-- WORK INSTRUCTION --
Exact repetition is required: reproduce every line of the data.

-- DATASET EXTRACT --
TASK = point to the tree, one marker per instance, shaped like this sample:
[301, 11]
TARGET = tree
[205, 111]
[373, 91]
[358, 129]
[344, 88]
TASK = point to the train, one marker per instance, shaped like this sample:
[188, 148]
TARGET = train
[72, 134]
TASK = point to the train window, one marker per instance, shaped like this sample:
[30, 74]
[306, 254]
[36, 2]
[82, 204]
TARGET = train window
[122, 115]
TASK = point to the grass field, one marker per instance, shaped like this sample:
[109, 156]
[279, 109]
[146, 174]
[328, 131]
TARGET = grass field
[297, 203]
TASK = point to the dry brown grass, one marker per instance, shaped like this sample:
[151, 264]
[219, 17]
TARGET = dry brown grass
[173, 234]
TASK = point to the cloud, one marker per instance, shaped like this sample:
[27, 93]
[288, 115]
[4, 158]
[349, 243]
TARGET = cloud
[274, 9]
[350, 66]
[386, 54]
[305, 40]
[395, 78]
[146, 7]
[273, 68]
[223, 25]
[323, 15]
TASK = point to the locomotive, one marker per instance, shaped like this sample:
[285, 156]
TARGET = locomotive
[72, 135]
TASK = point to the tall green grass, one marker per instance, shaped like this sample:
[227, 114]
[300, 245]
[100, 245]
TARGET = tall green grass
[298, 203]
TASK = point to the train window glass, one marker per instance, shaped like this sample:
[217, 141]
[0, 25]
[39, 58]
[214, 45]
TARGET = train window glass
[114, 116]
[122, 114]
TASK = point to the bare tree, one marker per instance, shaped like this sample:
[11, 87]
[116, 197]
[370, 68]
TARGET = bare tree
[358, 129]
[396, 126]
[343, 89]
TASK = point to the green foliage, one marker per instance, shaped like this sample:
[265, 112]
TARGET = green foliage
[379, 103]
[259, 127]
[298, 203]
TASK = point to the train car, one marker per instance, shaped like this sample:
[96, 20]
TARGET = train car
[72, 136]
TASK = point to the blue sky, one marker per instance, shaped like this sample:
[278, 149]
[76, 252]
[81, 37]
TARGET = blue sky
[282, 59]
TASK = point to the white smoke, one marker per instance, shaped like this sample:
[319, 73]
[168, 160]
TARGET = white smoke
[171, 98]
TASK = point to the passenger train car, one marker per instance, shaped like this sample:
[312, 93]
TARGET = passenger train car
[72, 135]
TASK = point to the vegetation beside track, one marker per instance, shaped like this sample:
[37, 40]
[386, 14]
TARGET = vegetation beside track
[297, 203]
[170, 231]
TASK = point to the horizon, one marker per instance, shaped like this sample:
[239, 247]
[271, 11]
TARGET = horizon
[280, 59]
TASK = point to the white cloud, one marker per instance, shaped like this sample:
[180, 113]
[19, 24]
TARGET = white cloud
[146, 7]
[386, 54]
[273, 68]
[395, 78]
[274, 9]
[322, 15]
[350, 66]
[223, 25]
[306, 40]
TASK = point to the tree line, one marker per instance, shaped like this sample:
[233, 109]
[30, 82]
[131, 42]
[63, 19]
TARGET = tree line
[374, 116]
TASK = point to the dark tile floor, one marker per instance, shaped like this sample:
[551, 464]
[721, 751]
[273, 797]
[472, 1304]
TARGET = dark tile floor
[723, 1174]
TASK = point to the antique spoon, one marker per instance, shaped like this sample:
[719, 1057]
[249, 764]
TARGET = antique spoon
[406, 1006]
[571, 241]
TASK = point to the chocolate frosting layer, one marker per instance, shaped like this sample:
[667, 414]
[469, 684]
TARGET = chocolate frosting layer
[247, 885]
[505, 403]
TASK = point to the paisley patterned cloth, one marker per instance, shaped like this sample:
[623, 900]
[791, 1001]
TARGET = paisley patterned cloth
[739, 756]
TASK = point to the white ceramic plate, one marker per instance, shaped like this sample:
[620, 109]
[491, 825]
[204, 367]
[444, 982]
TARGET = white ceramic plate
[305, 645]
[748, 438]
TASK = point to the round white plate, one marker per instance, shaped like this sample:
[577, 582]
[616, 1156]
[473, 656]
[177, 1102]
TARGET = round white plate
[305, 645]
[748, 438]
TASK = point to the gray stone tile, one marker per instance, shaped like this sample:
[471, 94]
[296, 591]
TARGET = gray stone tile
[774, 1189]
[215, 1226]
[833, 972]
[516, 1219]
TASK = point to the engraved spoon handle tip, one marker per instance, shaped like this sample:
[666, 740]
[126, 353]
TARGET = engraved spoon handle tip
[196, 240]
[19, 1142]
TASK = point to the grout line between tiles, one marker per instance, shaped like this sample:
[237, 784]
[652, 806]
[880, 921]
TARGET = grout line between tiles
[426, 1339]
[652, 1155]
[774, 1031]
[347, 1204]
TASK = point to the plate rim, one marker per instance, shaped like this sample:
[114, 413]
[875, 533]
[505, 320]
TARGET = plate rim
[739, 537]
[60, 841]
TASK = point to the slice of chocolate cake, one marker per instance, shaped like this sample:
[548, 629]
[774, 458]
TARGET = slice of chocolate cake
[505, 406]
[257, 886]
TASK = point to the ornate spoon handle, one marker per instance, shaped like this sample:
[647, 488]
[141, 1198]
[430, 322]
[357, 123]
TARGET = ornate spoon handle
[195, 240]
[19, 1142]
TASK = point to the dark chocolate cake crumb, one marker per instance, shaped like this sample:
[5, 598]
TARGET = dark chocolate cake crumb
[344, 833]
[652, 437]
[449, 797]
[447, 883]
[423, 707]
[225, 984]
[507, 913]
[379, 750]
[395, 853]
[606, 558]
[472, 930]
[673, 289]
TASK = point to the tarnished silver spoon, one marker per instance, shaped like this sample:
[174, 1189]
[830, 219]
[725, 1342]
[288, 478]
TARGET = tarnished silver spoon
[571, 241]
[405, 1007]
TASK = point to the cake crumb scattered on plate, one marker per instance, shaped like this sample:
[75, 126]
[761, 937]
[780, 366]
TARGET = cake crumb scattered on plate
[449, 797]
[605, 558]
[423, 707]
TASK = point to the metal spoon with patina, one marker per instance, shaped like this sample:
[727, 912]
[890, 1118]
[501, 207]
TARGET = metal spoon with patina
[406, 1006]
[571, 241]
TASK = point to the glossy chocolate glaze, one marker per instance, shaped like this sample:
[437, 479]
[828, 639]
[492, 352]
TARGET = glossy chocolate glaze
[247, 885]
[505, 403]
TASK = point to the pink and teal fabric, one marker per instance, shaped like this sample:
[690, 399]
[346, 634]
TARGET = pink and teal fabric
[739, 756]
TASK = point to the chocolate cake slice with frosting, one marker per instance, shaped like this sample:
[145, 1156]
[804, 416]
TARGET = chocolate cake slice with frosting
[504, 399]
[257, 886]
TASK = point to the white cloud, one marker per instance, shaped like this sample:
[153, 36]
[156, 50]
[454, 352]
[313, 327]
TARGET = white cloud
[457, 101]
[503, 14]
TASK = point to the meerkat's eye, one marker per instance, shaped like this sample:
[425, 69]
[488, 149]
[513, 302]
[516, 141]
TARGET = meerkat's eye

-- FINAL ANSWER --
TASK = point to the tree, one marker per instance, shaped like this sample:
[301, 11]
TARGET = tree
[205, 111]
[373, 91]
[358, 129]
[344, 88]
TASK = point to the train, one marker per instance, shaped like this sample:
[188, 148]
TARGET = train
[72, 134]
TASK = point to the train window, one marker per instance, shaped like this sample:
[30, 74]
[306, 254]
[36, 2]
[82, 204]
TARGET = train window
[122, 115]
TASK = point to the grass field, one marker per instance, shaped like this sample:
[109, 156]
[279, 109]
[146, 174]
[328, 131]
TARGET = grass field
[297, 203]
TASK = point to the dry brown grass, one marker per instance, shaped like this sample:
[151, 264]
[219, 17]
TARGET = dry brown grass
[173, 234]
TASK = point to the cloud, one marker per instance, shaped like this sample:
[27, 93]
[288, 115]
[4, 158]
[349, 243]
TARGET = cloud
[274, 9]
[350, 66]
[386, 54]
[305, 40]
[395, 78]
[146, 7]
[273, 68]
[223, 25]
[323, 15]
TASK = point to the locomotive, one marker per instance, shaped like this sample:
[285, 156]
TARGET = locomotive
[72, 135]
TASK = point to the tall green grass, one marker per instance, shaped like this sample:
[227, 114]
[300, 245]
[100, 245]
TARGET = tall green grass
[298, 203]
TASK = point to the train window glass, one marker per instance, shaped like this sample:
[217, 141]
[0, 25]
[39, 58]
[214, 45]
TARGET = train window glass
[114, 116]
[122, 114]
TASK = point to the bare tree, one marker per instance, shaped like this sample:
[11, 87]
[116, 197]
[370, 68]
TARGET = bare tree
[358, 129]
[396, 126]
[343, 89]
TASK = point to the green foliage, one marker per instance, shaped like this sample:
[265, 112]
TARGET = green foliage
[379, 103]
[259, 127]
[298, 203]
TASK = point to the train car, one marker per instance, shaped like this sample:
[96, 20]
TARGET = train car
[72, 136]
TASK = point to the blue sky, one marker per instance, shaped like this sample:
[278, 149]
[76, 252]
[81, 37]
TARGET = blue sky
[282, 59]
TASK = point to the white smoke, one marker per instance, shaped like this sample:
[319, 73]
[168, 160]
TARGET = white smoke
[171, 98]
TASK = point to the passenger train car, one marker per instance, shaped like this sample:
[312, 93]
TARGET = passenger train car
[72, 135]
TASK = point to the vegetation beside track, one marker per instance, shaped like this sample:
[37, 40]
[386, 14]
TARGET = vegetation beside track
[297, 203]
[170, 231]
TASK = point to the horizon, one marker per instance, shaped like this sample:
[239, 247]
[271, 11]
TARGET = horizon
[280, 59]
TASK = point to the white cloud, one marker per instance, shaped like this sample:
[180, 113]
[19, 24]
TARGET = white cloud
[146, 7]
[386, 54]
[273, 68]
[395, 78]
[274, 9]
[322, 15]
[350, 66]
[223, 25]
[306, 40]
TASK = point to the tree line, one marker per instance, shaped like this sample:
[233, 109]
[30, 82]
[131, 42]
[63, 19]
TARGET = tree line
[374, 116]
TASK = point to the dark tile floor, one marker per instance, shaped like this sample:
[551, 464]
[721, 751]
[273, 797]
[472, 1304]
TARGET = dark tile floor
[723, 1174]
TASK = point to the antique spoon, one marker per instance, shaped like this sample:
[719, 1057]
[249, 764]
TARGET = antique spoon
[406, 1006]
[571, 241]
TASK = point to the chocolate frosting layer, one marker per instance, shaped like this sample:
[667, 414]
[469, 684]
TARGET = chocolate frosting layer
[247, 885]
[505, 403]
TASK = point to the paisley patterned cloth, one marker per instance, shaped like this sample:
[623, 900]
[791, 1001]
TARGET = paisley patterned cloth
[739, 756]
TASK = point to the white ceramic plate, one marker per instance, shaped like this sample:
[620, 109]
[491, 825]
[204, 367]
[444, 982]
TARGET = white ceramic plate
[305, 645]
[748, 438]
TASK = point to the round white plate, one marker per instance, shaped like this sample:
[577, 582]
[616, 1156]
[473, 656]
[177, 1102]
TARGET = round white plate
[305, 645]
[748, 438]
TASK = point to the gray stone tile, one marker per instance, shaped like this sample:
[471, 94]
[296, 591]
TARGET = gray stone tile
[774, 1189]
[215, 1226]
[833, 972]
[516, 1219]
TASK = point to the engraved spoon handle tip, one marker per instance, shaped like this sample:
[666, 740]
[126, 353]
TARGET = engraved spoon handle tip
[196, 240]
[19, 1142]
TASK = point to the grout line between tiles, one marker per instance, shaped like this sample:
[237, 784]
[652, 806]
[880, 921]
TARGET = grout line between tiles
[426, 1339]
[652, 1155]
[774, 1031]
[347, 1204]
TASK = point to the plate rim, one marker per instance, shaped like this sample:
[114, 413]
[875, 533]
[505, 320]
TARGET = plate rim
[739, 537]
[60, 841]
TASK = point to the slice of chocolate cake, one marker per instance, shaped like this sample:
[548, 629]
[774, 458]
TARGET = slice of chocolate cake
[505, 406]
[257, 886]
TASK = point to the ornate spoon handle, one marker per instance, shaped like this sample:
[647, 488]
[141, 1198]
[430, 322]
[357, 123]
TARGET = ornate spoon handle
[195, 240]
[19, 1142]
TASK = point to the dark chocolate cake crumb, one marker per instance, shaped like this sample:
[5, 598]
TARGET = dark chocolate cake crumb
[344, 833]
[652, 437]
[449, 797]
[447, 883]
[423, 707]
[225, 984]
[507, 913]
[379, 750]
[395, 853]
[606, 558]
[472, 930]
[673, 289]
TASK = point to the tarnished silver spoon, one marker per instance, shaped like this sample:
[174, 1189]
[830, 219]
[725, 1342]
[288, 478]
TARGET = tarnished silver spoon
[571, 241]
[405, 1007]
TASK = point to the cake crumb scattered on plate, one marker per instance, shaped like this sample:
[75, 126]
[761, 937]
[780, 366]
TARGET = cake crumb scattered on plate
[449, 797]
[605, 558]
[423, 707]
TASK = point to the metal spoon with patina, one marker per instance, shaped like this sample:
[727, 912]
[890, 1118]
[501, 207]
TARGET = metal spoon with patina
[406, 1006]
[571, 241]
TASK = point to the glossy chocolate glaze, one marker per instance, shaped like this sample:
[437, 479]
[828, 639]
[492, 352]
TARGET = glossy chocolate glaze
[247, 885]
[505, 403]
TASK = point to the pink and teal fabric, one marker per instance, shaped like this sample:
[690, 399]
[346, 634]
TARGET = pink and teal fabric
[739, 756]
TASK = point to the chocolate cake slice with frosting, one marker per instance, shaped like this sample:
[145, 1156]
[804, 416]
TARGET = chocolate cake slice with frosting
[504, 399]
[257, 886]
TASK = point to the white cloud, one marker per instance, shaped like this sample:
[153, 36]
[156, 50]
[454, 352]
[313, 327]
TARGET = white cloud
[457, 101]
[503, 14]
TASK = point to the meerkat's eye, one marker per instance, shaped like this sample:
[425, 69]
[488, 149]
[513, 302]
[516, 141]
TARGET = meerkat's eye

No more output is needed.